_Task goal_:
Copy out all the entries exactly.

_Collection entries_:
******************************
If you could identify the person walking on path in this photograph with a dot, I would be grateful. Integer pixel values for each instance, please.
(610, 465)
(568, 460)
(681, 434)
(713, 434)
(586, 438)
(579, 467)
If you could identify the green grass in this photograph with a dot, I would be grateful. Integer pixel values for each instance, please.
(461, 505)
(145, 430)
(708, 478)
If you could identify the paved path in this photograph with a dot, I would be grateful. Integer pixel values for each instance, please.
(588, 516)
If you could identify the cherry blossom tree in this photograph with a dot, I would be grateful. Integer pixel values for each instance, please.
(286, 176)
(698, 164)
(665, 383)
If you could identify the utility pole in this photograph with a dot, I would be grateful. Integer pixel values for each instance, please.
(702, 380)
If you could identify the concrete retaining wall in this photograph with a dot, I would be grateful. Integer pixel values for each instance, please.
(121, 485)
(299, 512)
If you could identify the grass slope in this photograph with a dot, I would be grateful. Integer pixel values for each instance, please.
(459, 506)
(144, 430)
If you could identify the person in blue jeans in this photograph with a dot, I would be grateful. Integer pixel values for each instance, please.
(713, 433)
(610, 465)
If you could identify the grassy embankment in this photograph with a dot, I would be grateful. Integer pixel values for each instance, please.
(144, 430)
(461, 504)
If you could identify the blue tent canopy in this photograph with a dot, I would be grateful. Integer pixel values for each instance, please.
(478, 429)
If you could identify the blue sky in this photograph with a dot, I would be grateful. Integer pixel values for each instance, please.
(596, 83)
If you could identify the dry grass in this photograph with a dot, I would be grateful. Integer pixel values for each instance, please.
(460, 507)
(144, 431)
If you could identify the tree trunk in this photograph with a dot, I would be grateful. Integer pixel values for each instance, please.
******************************
_Response to the task_:
If you could identify the person walking on path in this photograph with a dot, I would be grateful. Integer pixel values for each instance, please.
(610, 465)
(568, 460)
(681, 434)
(713, 434)
(586, 438)
(579, 467)
If you could identify the green grass in this photograph with a dot, I would be grateful. Integer pixel values for each instance, please.
(461, 505)
(145, 430)
(708, 478)
If you could identify the paved path in this photograph with a dot, I would be grateful. Integer pixel values for each instance, please.
(588, 516)
If you could identify the cherry blossom tree in this photograph with a dot, I would be grateful. Integer pixel values for each instance, please.
(286, 176)
(698, 164)
(665, 383)
If you could identify the utility pole in this photograph with a dot, I would be grateful. Integer pixel values for each instance, please.
(702, 380)
If you could identify the concrete retaining wall in this photograph with a dot, I would be grateful. Integer pixel values for each instance, please.
(121, 485)
(299, 512)
If you could identify the grass slope in this photograph with a dot, I would be grateful. Integer pixel values for each instance, please.
(459, 506)
(144, 430)
If you could identify the person in blue jeans in this photograph with a dot, I would be grateful. Integer pixel values for each instance, please.
(713, 433)
(610, 465)
If you could identify the grassy embankment in this photograph with a dot, I would be grateful. Integer pixel values for each instance, please.
(144, 430)
(461, 504)
If you could identify the blue tent canopy in this photograph with a dot, I would be grateful. Integer pixel values for each instance, please.
(478, 429)
If you could identify the blue sky in this photograph with a dot, I would be grateful. Integer pixel values for each instance, please.
(596, 83)
If you could identify the dry grass in this photograph with a dot, I would be grateful. Integer pixel values for each instance, please.
(460, 507)
(144, 431)
If you could identify the tree trunk in this photograph with a dot, I would be grateful. Integer pixel values for each instance, please.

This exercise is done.